Unable to Parse string using Hive Regex Serde

Unable to Parse string using Hive Regex Serde - regex

I am trying to parse a string which is :
"297","298","Y","","299"
using Regexp serder but i am unable to do so.
The Table definition i have created is :
create external table test.test1
(a string,
b string,
c string,
d string)
row format serde 'org.apache.hadoop.hive.serde2.RegexSerDe'
with serdeproperties ("input.regex" = "\"\"|\"([^\"]+)\"")
the regex used in the serde properties looks promising in the regexp test websites but i am getting exception while trying to read the table kindly help me out in this.
I know that this can be easily done using csv serde but i am trying to figure out a bigger part of the problem for which i have to use the regexp serde
Thanks

In the regex it should be capturing group per column.
Your data contains 5 columns and table 4, you want to skip one column, right?
For example this regex will work: with serdeproperties ('input.regex' = '^"(.*?)","(.*?)","(.*?)",.*?,"(.*?)"$')
You can easily check without creating table, like this:
select regexp_replace('"297","298","Y","","299"','^"(.*?)","(.*?)","(.*?)",.*?,"(.*?)"$','$1|$2|$3|$4');
OK
_c0
297|298|Y|299
select regexp_replace('"297","298","Y","this column is skipped","299"','^"(.*?)","(.*?)","(.*?)",.*?,"(.*?)"$','$1|$2|$3|$4');
OK
_c0
297|298|Y|299

Related

Hive's RegexSerDe not giving the correct output

I tried to parse the below input string using Hive RegexSerDe but i am not getting the expected output. I really don't know whether the problem sits in my regex query or in RegexSerDe. My regex query is working as expected in the other online regex simulator but its not working in hive's RegexSerDe. Could someone please help me to understand what goes wrong here?
i am using apachehive-0.9.0 version.
Input:
1::Toy Story (1995)::Adventure|Animation|Children|Comedy|Fantasy
My Expected output:
1 Toy Story 1995 Adventure|Animation|Children|Comedy|Fantasy
My hive query:
CREATE TABLE myMovie3(
id STRING,
name STRING,
year STRING,
category STRING)
ROW FORMAT SERDE 'org.apache.hadoop.hive.contrib.serde2.RegexSerDe'
WITH SERDEPROPERTIES ("input.regex" = "^(.*?)::(.*)\(([0-9]*)\)::(.*)$","output.format.string" = "%1$s %2$s %3$s %4$s")

* PROVIDED RECORDS:
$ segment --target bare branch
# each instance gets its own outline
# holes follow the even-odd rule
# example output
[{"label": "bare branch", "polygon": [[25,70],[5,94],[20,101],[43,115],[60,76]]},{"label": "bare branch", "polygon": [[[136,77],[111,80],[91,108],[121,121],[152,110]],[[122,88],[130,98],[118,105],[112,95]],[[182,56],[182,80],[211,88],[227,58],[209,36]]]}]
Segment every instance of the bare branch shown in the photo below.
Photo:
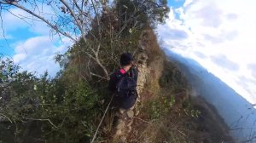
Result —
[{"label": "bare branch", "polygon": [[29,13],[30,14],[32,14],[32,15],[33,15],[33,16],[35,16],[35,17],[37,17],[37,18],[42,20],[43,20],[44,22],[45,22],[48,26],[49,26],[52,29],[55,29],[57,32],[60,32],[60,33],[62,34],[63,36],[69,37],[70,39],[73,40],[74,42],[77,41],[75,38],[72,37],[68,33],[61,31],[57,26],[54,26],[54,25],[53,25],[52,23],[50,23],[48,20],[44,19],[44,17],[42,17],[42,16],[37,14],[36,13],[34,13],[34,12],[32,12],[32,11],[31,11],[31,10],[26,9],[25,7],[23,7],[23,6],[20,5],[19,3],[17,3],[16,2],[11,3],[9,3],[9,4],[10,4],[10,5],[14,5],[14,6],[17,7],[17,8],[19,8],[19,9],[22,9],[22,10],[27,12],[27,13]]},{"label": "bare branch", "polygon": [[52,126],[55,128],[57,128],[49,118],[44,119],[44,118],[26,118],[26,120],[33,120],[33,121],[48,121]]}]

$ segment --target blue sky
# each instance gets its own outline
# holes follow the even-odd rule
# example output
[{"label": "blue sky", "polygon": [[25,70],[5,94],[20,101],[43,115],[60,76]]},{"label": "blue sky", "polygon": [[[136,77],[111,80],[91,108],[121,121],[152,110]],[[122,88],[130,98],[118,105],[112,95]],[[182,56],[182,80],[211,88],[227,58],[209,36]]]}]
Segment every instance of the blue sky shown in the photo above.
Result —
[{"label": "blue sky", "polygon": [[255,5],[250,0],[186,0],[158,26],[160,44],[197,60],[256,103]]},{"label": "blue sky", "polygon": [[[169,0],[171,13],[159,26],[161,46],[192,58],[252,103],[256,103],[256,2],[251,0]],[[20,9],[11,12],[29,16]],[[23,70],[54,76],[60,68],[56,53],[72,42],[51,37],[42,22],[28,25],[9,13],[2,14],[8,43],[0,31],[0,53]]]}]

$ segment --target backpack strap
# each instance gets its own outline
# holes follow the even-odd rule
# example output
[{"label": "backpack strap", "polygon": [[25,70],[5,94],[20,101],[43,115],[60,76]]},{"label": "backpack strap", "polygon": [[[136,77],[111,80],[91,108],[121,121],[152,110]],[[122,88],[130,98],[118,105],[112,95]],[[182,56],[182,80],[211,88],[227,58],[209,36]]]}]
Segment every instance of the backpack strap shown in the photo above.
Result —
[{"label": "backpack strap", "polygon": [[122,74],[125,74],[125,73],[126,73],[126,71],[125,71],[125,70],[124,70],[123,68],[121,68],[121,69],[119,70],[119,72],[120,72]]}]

...

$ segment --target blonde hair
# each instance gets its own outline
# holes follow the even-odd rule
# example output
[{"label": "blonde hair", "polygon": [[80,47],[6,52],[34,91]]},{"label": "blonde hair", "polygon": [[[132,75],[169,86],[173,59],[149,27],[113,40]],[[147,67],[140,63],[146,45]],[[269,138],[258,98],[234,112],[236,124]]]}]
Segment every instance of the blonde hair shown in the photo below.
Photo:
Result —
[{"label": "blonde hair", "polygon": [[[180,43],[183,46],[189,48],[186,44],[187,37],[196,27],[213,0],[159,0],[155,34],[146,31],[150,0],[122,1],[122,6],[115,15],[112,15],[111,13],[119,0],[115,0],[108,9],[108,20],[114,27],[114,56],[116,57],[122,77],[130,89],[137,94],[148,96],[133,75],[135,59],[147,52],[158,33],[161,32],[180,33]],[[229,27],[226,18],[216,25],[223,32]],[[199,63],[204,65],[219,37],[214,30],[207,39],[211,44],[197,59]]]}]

==

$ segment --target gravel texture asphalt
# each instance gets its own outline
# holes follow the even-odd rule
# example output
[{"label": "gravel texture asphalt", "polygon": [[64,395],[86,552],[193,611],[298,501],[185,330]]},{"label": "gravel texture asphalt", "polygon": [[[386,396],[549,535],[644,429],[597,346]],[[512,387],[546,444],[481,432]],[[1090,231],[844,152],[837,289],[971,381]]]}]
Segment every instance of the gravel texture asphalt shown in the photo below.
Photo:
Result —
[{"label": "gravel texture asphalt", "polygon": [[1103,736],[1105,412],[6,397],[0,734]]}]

* DIRECTION A: In the Hive RegexSerDe thread, which Hive version does the poster of the movie-data query report using?
* DIRECTION B: Write the next part of the Hive RegexSerDe thread, starting after its final line.
The items are separate material and are unrelated to the Hive RegexSerDe thread.

* TASK RESULT A: The poster reports using apachehive-0.9.0.

* TASK RESULT B:
STORED AS TEXTFILE;
Actual output that i got from the regex is:
hive> select * from mymovie3;
OK
1 Toy Story (1995)

The regex is the cause. Although it's perfect in normal context, RegexSerDe is a Java class which needs escaping for the backslashes. Use the following :
^(.*?)::(.*)\\(([0-9]*)\\)::(.*)$

Hive's string parsing using regular expression with RegexSerDe

I'm trying to use RegexSerDe to parse a string input to different attributes of a table with Hive. The original string is in the format of
"... (A; B) (X; Y);"
And the output I expected is
foo = "A; B" and bar = "X; Y"
(as two separate attributes in the table). The regular expression I used as "input.regex" is
> CREATE EXTERNAL TABLE test(
...
foo STRING,
bar STRING
)ROW FORMAT SERDE 'org.apache.hadoop.hive.contrib.serde2.RegexSerDe'
WITH SERDEPROPERTIES (
"input.regex" = "... \(([^\)]*?)\) \(([^\)]*?)\)",
"output.format.string" = "...%4$s %5$s"
)
stored as textfile;
which parses my string correctly on other web tools I found. But SerDe wasn't be able to match the string (return null). Trying to use double backslash doesn't help.
I also tried to use some other expression like
"input.regex" = "... \(.*\) \(.*\)"
for the last two parentheses, HIVE output the parsed string as
"foo = "(A; B) (X" and bar = "Y)"
, as it splits my string by the last space. I guess I didn't handle my right parentheses correctly but I wan't be able to find out the correct way.

Hive Serde Regex not recognizing string pattern

Here are two lines from my log files that I'm trying to match. I'm trying to separate each line into four columns (date, hostname, command, status).
The line is tab deliminated between date, hostname, command, and status in the line. The status column may contain spaces.
03-24-2014 fm506 TOTAL-PROCESS OK;HARD;1;PROCS OK: 717 processes
03-24-2014 fm504 CHECK-LOAD OK;SOFT;2;OK - load average: 54.61, 56.95
In Rubular (http://rubular.com/) my regex expression matches exactly as I want it; however after I query my hive table for the date column, I get the entire line which leads me to believe that the regex statement doesn't match what HIVE is looking for.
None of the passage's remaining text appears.